• **List of tasks**:
[1] Based on the piece on England's World Cup draw, say whether each statement agrees with it: (a) the writer is employed by Team England; (b) Uruguay and Italy are in England's group; (c) England were drawn with Germany. For each, answer yes or no and quote the deciding words.
[2] Name every national team mentioned in the piece on England's World Cup draw.
[3] In the piece on England's World Cup draw, why does the writer say there is "an element of the pot calling the kettle black"? Answer in one to three sentences.

• **Supplied text**:

Let’s be honest, I’m critical of Team England so there’s an element of the pot calling the kettle black here. The difference though is I’m not employed by Team England.
No question, England’s drew two difficult teams and one that you’d expect to brush aside with ease for next year’s World Cup. Uruguay and Italy possess the biggest threat for us reaching the knockout stages, but nor are we sat with Germany or Brazil. Yet Roy Hodgson’s comments following the draw, certainly didn’t help to lift spirits of England fans already expecting the worst possible outcome of not reaching the knockout stages.
‘Of course I can’t deny that it’s not the group we would have plucked out for ourselves’, said Hodgson.
Where’s the leadership?

• **Entries**:
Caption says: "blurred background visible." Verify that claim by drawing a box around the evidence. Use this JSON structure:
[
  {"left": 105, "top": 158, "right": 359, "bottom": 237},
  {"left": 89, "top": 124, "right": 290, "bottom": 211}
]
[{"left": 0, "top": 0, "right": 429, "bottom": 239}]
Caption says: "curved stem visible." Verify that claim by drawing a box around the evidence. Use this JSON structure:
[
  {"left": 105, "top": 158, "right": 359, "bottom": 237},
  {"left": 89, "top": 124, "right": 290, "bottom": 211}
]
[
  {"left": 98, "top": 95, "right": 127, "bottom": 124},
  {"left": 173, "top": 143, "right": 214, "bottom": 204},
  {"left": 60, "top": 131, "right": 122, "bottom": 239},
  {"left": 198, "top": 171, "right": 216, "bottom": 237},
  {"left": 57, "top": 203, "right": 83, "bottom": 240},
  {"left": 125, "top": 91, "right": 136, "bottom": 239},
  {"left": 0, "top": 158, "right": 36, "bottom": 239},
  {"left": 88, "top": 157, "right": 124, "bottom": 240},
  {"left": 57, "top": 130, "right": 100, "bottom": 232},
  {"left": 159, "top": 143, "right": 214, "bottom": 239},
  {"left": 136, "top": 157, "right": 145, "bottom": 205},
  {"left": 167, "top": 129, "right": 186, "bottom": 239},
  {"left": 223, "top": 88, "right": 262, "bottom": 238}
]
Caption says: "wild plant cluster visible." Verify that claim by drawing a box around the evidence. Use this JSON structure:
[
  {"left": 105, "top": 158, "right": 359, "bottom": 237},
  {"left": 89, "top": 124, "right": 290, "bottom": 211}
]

• **Problem solutions**:
[1]
(a) No: "The difference though is I’m not employed by Team England."
(b) Yes: "Uruguay and Italy possess the biggest threat for us reaching the knockout stages"
(c) No: "nor are we sat with Germany or Brazil."

[2] England, Uruguay, Italy, Germany, Brazil

[3] The writer admits to being critical of Team England, so criticizing Hodgson's remarks is partly the pot calling the kettle black. The writer notes one difference: the writer is not employed by Team England.